■ PROBLEM DESCRIPTION
Retype only what runs from the line that contains "# point at: horizontal" through the last line of the listing below, both lines included.

■ Object position labeling entries
◆ ◆ ◆
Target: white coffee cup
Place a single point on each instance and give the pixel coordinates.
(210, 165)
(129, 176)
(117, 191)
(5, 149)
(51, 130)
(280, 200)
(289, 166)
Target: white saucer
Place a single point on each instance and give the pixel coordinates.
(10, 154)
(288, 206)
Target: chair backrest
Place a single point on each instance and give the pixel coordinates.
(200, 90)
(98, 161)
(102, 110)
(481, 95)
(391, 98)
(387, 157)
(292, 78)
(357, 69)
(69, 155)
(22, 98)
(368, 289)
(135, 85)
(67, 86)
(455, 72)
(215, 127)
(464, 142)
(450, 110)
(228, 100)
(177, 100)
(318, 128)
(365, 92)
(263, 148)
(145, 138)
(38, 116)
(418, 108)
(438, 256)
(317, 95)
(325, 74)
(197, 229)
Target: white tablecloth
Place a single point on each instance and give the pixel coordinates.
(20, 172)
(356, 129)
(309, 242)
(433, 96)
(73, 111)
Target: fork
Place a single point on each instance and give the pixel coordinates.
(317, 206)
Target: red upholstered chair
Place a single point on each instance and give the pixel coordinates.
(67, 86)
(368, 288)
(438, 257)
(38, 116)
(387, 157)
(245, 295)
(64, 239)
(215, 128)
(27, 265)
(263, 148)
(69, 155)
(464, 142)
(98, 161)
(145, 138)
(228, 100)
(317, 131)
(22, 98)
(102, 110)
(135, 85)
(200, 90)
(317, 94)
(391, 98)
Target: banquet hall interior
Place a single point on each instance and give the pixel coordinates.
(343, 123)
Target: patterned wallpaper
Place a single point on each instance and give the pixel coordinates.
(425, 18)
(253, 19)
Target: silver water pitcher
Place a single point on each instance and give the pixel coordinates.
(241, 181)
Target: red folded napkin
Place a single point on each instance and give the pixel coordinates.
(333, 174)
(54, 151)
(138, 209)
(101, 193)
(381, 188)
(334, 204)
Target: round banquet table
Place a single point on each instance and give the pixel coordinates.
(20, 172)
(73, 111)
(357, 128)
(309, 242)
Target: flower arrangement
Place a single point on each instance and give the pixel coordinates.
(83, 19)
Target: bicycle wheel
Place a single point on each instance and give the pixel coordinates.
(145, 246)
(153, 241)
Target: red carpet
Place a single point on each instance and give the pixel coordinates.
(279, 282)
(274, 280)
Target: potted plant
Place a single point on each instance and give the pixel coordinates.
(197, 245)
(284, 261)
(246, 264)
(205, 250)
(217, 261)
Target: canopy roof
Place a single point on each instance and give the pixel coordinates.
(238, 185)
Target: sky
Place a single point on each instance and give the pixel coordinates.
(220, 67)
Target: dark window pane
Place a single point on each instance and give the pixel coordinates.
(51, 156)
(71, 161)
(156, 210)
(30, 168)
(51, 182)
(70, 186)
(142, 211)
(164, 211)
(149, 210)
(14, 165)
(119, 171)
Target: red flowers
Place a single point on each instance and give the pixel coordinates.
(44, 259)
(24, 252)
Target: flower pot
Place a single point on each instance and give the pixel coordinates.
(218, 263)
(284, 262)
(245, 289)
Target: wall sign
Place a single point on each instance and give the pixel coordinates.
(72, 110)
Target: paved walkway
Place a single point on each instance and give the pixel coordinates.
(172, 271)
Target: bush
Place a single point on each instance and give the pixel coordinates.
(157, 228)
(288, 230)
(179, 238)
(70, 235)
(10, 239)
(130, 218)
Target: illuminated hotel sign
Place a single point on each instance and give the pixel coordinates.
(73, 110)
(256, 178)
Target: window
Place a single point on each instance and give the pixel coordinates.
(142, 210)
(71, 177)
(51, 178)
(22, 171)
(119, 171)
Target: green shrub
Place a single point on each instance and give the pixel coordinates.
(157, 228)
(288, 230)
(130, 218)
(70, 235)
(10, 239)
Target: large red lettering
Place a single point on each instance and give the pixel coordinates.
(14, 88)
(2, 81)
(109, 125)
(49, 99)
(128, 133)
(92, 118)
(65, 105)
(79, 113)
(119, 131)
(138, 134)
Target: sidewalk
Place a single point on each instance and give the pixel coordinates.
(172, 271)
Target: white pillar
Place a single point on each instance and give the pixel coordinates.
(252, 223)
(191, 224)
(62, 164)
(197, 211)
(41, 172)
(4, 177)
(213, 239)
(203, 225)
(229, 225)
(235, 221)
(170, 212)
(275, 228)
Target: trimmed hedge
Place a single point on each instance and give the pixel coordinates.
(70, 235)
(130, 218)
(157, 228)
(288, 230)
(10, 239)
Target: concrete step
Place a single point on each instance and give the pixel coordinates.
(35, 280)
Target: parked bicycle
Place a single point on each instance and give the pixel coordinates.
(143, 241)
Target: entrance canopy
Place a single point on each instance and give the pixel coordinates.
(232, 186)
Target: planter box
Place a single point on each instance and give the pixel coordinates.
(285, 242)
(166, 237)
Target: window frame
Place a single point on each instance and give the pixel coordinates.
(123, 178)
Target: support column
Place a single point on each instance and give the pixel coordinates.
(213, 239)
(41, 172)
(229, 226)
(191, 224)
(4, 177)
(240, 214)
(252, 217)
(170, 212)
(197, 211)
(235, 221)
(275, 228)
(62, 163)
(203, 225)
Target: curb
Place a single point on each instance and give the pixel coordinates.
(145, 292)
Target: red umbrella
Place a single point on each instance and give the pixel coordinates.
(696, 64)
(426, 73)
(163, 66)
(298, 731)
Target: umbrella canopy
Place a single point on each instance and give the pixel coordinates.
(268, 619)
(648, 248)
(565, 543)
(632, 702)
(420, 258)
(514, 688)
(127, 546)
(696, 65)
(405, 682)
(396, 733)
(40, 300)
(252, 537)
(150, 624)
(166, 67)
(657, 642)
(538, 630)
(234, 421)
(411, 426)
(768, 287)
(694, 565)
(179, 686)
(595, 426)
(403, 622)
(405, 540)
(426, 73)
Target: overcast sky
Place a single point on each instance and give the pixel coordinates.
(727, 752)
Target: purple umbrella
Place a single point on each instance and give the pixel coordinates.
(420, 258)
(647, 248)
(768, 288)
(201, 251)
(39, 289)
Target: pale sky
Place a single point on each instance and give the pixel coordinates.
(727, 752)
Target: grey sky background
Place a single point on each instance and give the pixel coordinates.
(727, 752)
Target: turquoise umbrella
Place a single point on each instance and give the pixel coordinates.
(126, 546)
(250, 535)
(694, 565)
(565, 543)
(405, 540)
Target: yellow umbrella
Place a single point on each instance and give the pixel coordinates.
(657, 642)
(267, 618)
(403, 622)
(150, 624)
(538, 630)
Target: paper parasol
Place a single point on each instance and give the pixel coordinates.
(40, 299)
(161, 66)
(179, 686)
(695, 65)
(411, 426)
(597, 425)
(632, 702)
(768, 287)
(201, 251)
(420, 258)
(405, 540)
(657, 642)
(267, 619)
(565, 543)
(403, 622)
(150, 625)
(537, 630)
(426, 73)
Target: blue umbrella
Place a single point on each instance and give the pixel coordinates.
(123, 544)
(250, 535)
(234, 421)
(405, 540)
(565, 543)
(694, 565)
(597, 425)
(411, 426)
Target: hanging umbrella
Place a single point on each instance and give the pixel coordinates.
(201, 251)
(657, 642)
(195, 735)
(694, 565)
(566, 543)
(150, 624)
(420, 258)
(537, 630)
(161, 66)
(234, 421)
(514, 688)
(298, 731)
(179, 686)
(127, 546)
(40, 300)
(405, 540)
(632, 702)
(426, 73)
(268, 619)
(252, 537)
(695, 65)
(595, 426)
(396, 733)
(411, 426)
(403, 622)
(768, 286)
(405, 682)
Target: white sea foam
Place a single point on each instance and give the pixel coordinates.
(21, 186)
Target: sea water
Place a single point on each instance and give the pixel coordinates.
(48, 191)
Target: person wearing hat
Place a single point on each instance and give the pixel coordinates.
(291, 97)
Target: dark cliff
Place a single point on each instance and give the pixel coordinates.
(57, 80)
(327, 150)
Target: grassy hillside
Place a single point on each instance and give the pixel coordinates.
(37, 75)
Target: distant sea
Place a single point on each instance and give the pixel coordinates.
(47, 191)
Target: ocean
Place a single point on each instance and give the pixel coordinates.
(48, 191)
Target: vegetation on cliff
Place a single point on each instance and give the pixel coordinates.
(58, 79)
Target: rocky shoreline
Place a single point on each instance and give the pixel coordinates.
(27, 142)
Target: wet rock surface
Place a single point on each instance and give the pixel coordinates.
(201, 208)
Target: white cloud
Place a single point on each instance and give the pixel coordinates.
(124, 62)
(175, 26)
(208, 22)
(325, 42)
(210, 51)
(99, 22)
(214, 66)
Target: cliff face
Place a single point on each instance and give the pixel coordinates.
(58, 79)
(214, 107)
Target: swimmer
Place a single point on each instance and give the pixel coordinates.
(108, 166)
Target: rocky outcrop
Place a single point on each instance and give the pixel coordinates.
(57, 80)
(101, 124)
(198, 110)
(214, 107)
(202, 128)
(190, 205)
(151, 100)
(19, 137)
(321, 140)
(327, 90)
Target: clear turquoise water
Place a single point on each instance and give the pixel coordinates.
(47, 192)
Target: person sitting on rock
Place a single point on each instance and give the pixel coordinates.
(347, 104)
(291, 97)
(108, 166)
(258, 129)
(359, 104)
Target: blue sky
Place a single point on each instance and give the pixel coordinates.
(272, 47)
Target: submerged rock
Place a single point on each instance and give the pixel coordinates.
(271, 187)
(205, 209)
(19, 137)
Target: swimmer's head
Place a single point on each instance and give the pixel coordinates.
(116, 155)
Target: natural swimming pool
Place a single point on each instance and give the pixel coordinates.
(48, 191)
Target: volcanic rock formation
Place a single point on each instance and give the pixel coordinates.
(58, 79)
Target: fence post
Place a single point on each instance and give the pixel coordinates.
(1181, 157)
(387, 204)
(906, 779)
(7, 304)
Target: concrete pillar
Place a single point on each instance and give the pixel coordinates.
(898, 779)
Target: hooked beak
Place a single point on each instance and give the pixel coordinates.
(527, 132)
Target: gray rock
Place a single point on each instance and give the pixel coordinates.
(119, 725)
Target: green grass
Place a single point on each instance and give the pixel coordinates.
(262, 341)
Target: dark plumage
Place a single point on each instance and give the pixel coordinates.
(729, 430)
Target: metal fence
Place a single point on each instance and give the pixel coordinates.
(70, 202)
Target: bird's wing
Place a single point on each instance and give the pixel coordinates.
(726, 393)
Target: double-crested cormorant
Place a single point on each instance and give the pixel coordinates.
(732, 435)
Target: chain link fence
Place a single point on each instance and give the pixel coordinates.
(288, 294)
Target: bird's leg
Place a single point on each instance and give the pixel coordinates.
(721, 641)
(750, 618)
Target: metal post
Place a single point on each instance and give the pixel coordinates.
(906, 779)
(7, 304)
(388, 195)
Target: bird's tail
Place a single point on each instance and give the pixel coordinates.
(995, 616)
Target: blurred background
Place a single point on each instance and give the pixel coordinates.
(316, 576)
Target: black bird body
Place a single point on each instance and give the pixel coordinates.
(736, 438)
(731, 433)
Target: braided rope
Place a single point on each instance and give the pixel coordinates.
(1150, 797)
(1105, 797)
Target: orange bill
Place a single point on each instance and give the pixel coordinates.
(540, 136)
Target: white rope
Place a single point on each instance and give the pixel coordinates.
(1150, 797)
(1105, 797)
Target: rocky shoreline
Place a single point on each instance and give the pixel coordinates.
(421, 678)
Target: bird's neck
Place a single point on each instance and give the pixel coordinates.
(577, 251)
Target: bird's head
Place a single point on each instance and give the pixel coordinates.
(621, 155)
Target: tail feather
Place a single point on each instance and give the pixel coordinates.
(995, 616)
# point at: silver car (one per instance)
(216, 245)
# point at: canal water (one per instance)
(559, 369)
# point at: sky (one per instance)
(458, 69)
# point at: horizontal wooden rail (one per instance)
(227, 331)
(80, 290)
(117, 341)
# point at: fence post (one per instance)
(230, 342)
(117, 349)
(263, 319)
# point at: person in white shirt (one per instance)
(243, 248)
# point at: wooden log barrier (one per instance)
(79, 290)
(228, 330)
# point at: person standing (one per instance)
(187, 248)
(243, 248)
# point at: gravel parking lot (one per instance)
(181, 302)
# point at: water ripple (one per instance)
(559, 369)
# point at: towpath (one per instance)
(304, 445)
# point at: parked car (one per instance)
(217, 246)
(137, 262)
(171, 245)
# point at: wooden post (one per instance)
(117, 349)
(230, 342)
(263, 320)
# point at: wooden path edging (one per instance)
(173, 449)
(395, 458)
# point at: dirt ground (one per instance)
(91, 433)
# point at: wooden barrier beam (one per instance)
◆ ◆ ◆
■ REPLY
# point at: horizontal wooden rail (one per instance)
(227, 331)
(80, 290)
(117, 341)
# point at: fence post (one per instance)
(230, 342)
(117, 349)
(263, 319)
# point at: person in white shirt (one per instance)
(243, 248)
# point at: wooden log barrier (one per instance)
(79, 290)
(228, 330)
# point at: person standing (one per instance)
(187, 248)
(243, 248)
# point at: gravel parking lot (one per instance)
(181, 302)
# point at: water ripple (one per instance)
(559, 369)
# point at: towpath (one per instance)
(304, 445)
# point at: parked car (one per instance)
(217, 246)
(137, 262)
(171, 245)
# point at: wooden post (one per instance)
(117, 349)
(230, 342)
(263, 320)
# point at: wooden path edging (one per instance)
(173, 449)
(395, 458)
# point at: dirt ground (one per instance)
(91, 433)
# point at: wooden barrier beam (one per instance)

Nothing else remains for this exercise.